Dataset entries:
========

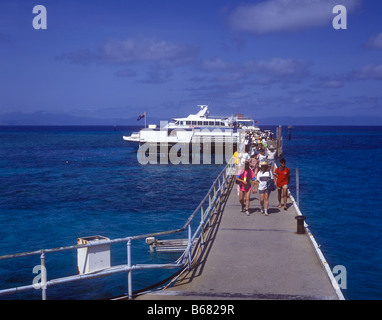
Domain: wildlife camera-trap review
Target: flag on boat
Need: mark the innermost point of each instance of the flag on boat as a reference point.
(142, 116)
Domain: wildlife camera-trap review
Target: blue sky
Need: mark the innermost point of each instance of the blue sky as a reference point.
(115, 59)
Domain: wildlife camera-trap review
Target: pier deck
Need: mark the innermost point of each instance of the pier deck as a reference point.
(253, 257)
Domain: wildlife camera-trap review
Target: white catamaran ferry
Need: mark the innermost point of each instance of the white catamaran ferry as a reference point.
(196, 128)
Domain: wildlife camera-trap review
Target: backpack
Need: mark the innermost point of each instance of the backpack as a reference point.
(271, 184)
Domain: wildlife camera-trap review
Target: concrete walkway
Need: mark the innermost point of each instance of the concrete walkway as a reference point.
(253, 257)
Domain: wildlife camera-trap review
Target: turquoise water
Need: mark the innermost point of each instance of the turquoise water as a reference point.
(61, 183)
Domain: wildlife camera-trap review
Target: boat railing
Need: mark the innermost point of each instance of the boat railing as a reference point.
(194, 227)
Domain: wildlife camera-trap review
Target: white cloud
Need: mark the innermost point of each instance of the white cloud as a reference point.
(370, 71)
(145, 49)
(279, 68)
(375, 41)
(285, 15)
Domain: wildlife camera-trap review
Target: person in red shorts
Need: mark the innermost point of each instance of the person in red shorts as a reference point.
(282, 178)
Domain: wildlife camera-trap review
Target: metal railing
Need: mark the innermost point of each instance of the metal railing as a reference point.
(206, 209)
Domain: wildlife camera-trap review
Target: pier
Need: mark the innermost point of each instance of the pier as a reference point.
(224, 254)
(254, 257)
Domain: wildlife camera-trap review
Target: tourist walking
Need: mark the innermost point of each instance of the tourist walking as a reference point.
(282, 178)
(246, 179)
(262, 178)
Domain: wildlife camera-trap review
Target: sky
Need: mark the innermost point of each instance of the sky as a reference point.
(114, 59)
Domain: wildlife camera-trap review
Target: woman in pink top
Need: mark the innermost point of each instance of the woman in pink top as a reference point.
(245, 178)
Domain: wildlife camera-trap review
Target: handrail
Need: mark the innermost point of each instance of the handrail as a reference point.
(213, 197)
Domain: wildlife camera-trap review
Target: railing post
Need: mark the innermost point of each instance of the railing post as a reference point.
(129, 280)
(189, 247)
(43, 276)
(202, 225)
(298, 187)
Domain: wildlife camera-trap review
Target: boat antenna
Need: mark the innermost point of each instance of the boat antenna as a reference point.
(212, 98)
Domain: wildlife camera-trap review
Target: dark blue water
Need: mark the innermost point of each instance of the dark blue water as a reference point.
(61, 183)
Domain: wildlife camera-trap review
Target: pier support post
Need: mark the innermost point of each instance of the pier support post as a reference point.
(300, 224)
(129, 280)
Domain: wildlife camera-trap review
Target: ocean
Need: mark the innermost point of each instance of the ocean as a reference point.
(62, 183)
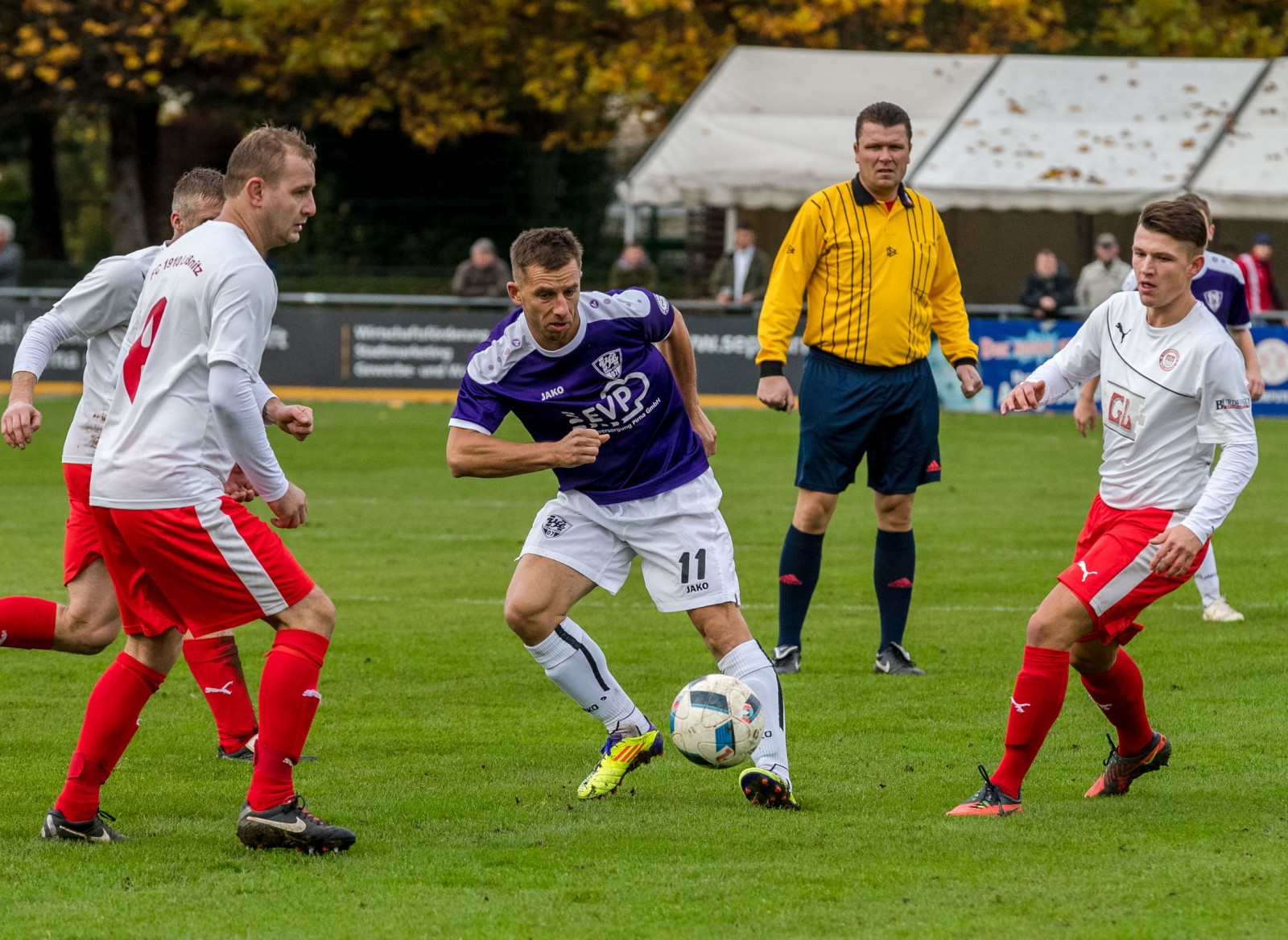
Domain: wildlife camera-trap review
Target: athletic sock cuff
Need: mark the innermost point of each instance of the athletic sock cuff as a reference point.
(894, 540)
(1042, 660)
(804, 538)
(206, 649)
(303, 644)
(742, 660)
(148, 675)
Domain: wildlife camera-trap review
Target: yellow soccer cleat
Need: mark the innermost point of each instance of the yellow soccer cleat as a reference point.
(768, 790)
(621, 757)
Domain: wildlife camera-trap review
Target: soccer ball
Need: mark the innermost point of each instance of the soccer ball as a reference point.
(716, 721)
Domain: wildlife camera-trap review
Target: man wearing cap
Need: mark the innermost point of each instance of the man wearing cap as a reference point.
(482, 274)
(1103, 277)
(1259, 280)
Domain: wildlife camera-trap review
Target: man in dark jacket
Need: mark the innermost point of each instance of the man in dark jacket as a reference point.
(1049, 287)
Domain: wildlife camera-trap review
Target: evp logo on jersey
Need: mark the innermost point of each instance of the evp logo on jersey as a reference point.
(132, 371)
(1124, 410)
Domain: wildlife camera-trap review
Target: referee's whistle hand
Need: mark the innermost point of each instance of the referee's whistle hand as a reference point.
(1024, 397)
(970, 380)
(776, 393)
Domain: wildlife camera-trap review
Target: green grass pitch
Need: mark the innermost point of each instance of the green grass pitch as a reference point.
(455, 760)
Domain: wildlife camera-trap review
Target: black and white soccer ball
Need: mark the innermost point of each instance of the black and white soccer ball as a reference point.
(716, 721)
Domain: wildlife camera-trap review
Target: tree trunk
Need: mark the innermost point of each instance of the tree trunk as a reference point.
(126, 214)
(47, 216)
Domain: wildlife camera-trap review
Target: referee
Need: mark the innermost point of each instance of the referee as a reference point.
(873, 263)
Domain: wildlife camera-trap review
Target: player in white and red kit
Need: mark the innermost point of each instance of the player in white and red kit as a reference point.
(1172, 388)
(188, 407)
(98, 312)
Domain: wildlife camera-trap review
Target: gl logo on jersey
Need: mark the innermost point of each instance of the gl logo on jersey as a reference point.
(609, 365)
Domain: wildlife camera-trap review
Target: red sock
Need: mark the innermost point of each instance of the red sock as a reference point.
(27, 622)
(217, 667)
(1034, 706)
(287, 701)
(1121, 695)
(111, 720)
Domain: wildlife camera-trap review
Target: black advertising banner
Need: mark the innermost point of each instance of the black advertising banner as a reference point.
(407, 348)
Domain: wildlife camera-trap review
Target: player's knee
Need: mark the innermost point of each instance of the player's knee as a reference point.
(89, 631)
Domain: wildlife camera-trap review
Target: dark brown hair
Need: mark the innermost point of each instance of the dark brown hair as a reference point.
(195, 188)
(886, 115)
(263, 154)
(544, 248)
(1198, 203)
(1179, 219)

========

All entries above should be printed exactly, though without their pictures.

Domain: wildlife camera-trap review
Target: flag on boat
Need: mark the innermost point of each instance of the flag on boat as a reference point.
(142, 116)
Domain: wildlife camera-trap review
Target: blue sky
Need: mark the innermost point of each instance of the blue sky as a reference point.
(115, 59)
Domain: wildlife camera-trap review
Target: pier deck
Need: mark the innermost point of each instance of the pier deck as a reference point.
(253, 257)
Domain: wildlife camera-trap review
Target: white catamaran ferry
Need: mark the innermost point of each instance of the white catamaran ferry as a reference point.
(196, 128)
Domain: wildlife camera-trap review
Target: backpack
Need: mark the innermost point of each instance of the backpack as a reference point.
(271, 184)
Domain: wildlife camera-trap review
Target: concrete walkway
Need: mark the innermost point of each instance of the concrete walkway as a reference point.
(253, 257)
Domain: wildlife camera-trap review
Target: turquoise water
Need: mark the innermost point of each instance of the turquoise water as a reference point.
(61, 183)
Domain: wildlife camera-trap review
Target: boat railing
Need: mark the innermost point of each instance of the boat railing as a reference point.
(194, 227)
Domain: wildlife camera-trap review
Target: white cloud
Need: mark the innermost point of each instance of the white cloud as a reference point.
(370, 71)
(145, 49)
(279, 68)
(375, 41)
(285, 15)
Domain: wildlife camera-trap review
Target: person in red shorts
Need: mark the innermost point of each instance of the person in red shorts as a reference point.
(282, 178)
Domain: wildlife camera-trap review
Target: metal railing
Need: mark the innermost point of each instance of the metal railing as a reference point.
(206, 209)
Domain: wildlife camera-trap review
Target: pier
Need: mark the innermost point of each instance of the pier as a reference point.
(224, 254)
(254, 257)
Domain: wildlife camera-trap review
Target: tourist walking
Need: mark the innermost point of each instance of the tourist walking as a reference point.
(282, 178)
(246, 179)
(262, 178)
Domain: wildlife camera-trap review
Target: sky
Need: mark the innermost point of each instance of the sky as a reference point.
(114, 59)
Domain: wildlife camera-trap review
Target: woman in pink top
Need: mark the innermost point of each instance of the woman in pink top as a reference point.
(245, 178)
Domain: wildlife camera-trap review
Target: handrail
Need: mark the innermost point of each instance of the handrail as a reference point.
(213, 197)
Domain: wildlife camera-trap review
Target: railing post
Need: mark the innermost point of each instance of the railing post as a reference point.
(129, 280)
(189, 247)
(43, 276)
(202, 225)
(298, 187)
Domain: wildlife camera-trap review
Target: boat antenna
Need: mark the innermost point of each instance of the boat antenna as a reference point.
(212, 98)
Domain: wildlife camera-trap review
Target: dark blue water
Need: mark the innermost point of each instance of the dark blue water as a reference point.
(61, 183)
Domain: wildlife camera-trap review
Target: pier support post
Need: mark the innermost point of each instance of the pier support post as a reference point.
(300, 224)
(129, 280)
Domain: wildlife camera-trap review
Target: ocean
Need: mark the innermost point of each instance of the ocean as a reference point.
(62, 183)
Domain: wildlife camera-trap review
Target: athletic sock cuff
Need: mark the innermost point of each instance of the athletic sock cuff as a reference point.
(894, 540)
(1042, 660)
(804, 538)
(206, 649)
(303, 644)
(742, 660)
(148, 675)
Domain: wildlife camera-trap review
Target: yellow soccer cleat
Need: mark the innermost point of each instance of the yellow soccer cleat as a reference point.
(768, 790)
(621, 757)
Domain: wildlife camera-trap review
Target: soccer ball
Need: mark the innermost point of each instance of the soccer ball as a reference point.
(716, 721)
Domain: wildlife camera-trap review
Target: man wearing cap
Need: mark the innermost point of each instance of the man wearing cap as a reference point.
(482, 274)
(1103, 277)
(1259, 280)
Domain: wildlife camera-trap review
Target: man in dark jacket
Need: mark the innermost point of each instance of the man in dark jacket as a reference point.
(1049, 287)
Domain: wildlife camera-trap review
Target: evp logo on jersey
Need: mark the innermost point of each instance of the evp logo on jersey as a reference point.
(132, 371)
(1124, 410)
Domain: wildlife camera-trap review
Target: referee's whistle hand
Need: mark the innermost point of each instance of the referee's whistle hand as a reference point.
(1024, 397)
(970, 380)
(776, 393)
Domain: wildlife camera-trap review
Target: green grass pitch
Need: mark the innermost point of each instance of the green grass pitch as a reference point.
(455, 760)
Domain: wildlife camera-trap review
Target: black and white soccer ball
Need: mark the innermost point of each instance of the black and white soccer ball as a reference point.
(716, 721)
Domain: wildlife camera-trap review
Target: tree trunk
Need: mark the innermost point of each instance of the tree trunk as a reference point.
(126, 214)
(47, 216)
Domain: wildlife camera-trap review
Target: referee
Need: mark the innermost point of each instance of the referee as a reference point.
(873, 263)
Domain: wildlife camera-trap review
Target: player in white and red kit
Need: mark the innermost point of each instance of the player in white and red kit as a reference point.
(1172, 388)
(188, 407)
(98, 312)
Domain: wildlife camera-trap review
Target: gl logo on jersey
Need: mark the innermost point of each instance of the gl logo on jersey as a reference point.
(609, 365)
Domain: wildlife camera-trap review
Target: red sock
Need: mark the innermost point of each instance of the red sock as a reference point.
(27, 622)
(217, 667)
(1034, 706)
(287, 701)
(1121, 695)
(111, 720)
Domain: wildlife camera-trap review
Target: black advertising banner
Need: mark the innermost point of each instance of the black advertising banner as a reference point.
(407, 348)
Domain: wildlife camera-trap review
Target: player's knee
Need: mark the innermost point of each instance of the player's knee as a reference point.
(89, 631)
Domain: wildlife camera-trap review
Target: dark brown hair
Need: mark the innermost point of each instance of the dark brown hair as a reference point.
(195, 188)
(886, 115)
(263, 154)
(544, 248)
(1198, 203)
(1179, 219)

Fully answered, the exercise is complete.